### EXTRACT TO READ:
IVR was a natural evolution of that same VSAN technology. By routing between VSANs, devices can maintain the level of separation in terms of fabric services and fabric wide events required for the highest level of availability yet take advantage of data sharing across thousands of devices. With the enhancements to IVR available in the Cisco SAN-OS 2.1, Cisco has extended its technology leadership in SAN routing, scalability, and availability. Two important enhancements to IVR in the Cisco SAN-OS 2.1-Fibre Channel ID (FCID) Network Address Translation (NAT) and enhanced scalability-make IVR the most flexible Fibre Channel routing solution available today.
In Fibre Channel, device addressing is handled in two ways. The first, and more commonly visible to the end user, is the worldwide name (WWN) of a device. This 64-bit address uniquely identifies each device globally to ensure no duplicate WWNs in the Fibre Channel network. This is commonly used to make basic user-level management changes such as zoning for device access. The second scheme, mush less visible to the end user, is FCID. The 24-bit FCID is designed to be a dynamic address assigned by the fabric when a device logs in to reduce complexity of addressing for internal use by the fabric. It comprises three components:
• Domain-The domain is a unique number assigned to each switch in a logical fabric. A domain ID assigned to a switch can range from 1 to 239. This number comprises the first 8 bits of the FCID.
• Area-The 8-bit area field is assigned by the switch as well. It can range from 0 to 256. In some third-party switches this number is assigned by using the physical port number (that is, port 3 out of 16 ports), limiting availability on some operating systems. The Cisco MDS assigns these sequentially regardless of the physical port number.
• Port-The port field is also 8 bits ranging from 0 to 256. This field is unique in that it also is used to assign the arbitrated loop physical address (ALPA) for devices that use loop. In the context of a device that is not using arbitrated loop, it is common to see the field set to 0, although this is not required.

### MATERIAL:
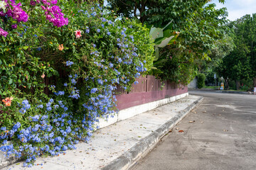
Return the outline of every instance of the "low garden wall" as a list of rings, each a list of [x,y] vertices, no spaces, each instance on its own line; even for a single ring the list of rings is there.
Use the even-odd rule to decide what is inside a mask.
[[[137,81],[139,84],[133,85],[133,89],[129,93],[124,93],[117,88],[117,94],[122,93],[117,95],[119,110],[188,93],[187,86],[179,86],[167,81],[161,82],[154,76],[140,77],[137,79]]]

### WHAT NEEDS TO BE DONE:
Pick up the passage on Fibre Channel addressing and IVR after its last sentence and keep writing it.

### RESPONSE TO THE TASK:
Using these three fields, each device is assigned an FCID when it logs into the fabric. Comprising the 24 bits of the domain, area, and port, the FCID is used as a simplified addressing scheme, replacing the WWN internally to the fabric for everything from name server queries to routing. Although WWNs are unique globally, FCIDs are required to be unique only within the logical fabric in which they are assigned.
When SANs were first deployed, the domain field seemed sufficiently wide. With support for up to 239 switches in a single fabric, the domain field seemed enormous at a time when customers were deploying fabrics of 1 or 2 switches. Today, the scale of SAN design has changed dramatically. For SANs potentially containing tens of thousands of ports, the 239 domain limitation does not seem so large. As more SAN consolidation occurs, reducing the number of physical networks while increasing the number of switches in these networks, the problem of domain ID assignment arises.
In many environments domain IDs already overlap in different physical infrastructures. This may be due to the large size of the SAN, miscalculation of how fast SANs would expand in the environment, or no plan to consolidate in the future. In many cases SAN islands were deployed (a common practice in the early SAN days). This meant that domain ID considerations were local to only to each island, not requiring planning for consolidation of domains. In any case, the problem is the same. When SAN consolidation starts and switches are interconnected, it is possible for two or more devices that must communicate to have the same domain ID (refer to Figure 1).
Figure 1. Independent SAN Islands can Have Overlapping Domain IDs.
In smaller networks, with fewer than 239 switches, in some cases the domain IDs may need to be changed when switches (with same domain ID) are connected to merge the network. When a domain ID changes, new FCIDs must be assigned to each device (because the domain ID comprises the first 8 bits of the FCID). This is a disruptive process, interrupting communication between the host and the disk for a short period of time. For some operating systems, such as AIX and HP-UX, a change of the FCID can cause an even larger impact (they may lose binding to their disk, requiring reestablishment at the OS level). In larger networks (with more than 239 switches), however, overlapping domain IDs across different logical fabrics (VSANs) is common because address is unique per logical fabric and may be exhausted in any given fabric.
With IVR NAT, however, overlapping domain IDs across different VSANs is not a concern. As shown in Figure 2, when VSAN technology and IVR NAT are used, two logical fabrics with the same domain ID can share devices.
Figure 2. Inter VSAN Routing Handles the Translation Between Different VSANs with Overlapping Domains
This technology allows more scalability within a data center, and it also can be extended across long distances using either metropolitan-area network (MAN) technology or WAN technology with Fibre Channel over IP (FCIP). This allows the SAN to scale far beyond the local reach without having to maintain a globally unique addressing scheme (refer to Figure 3).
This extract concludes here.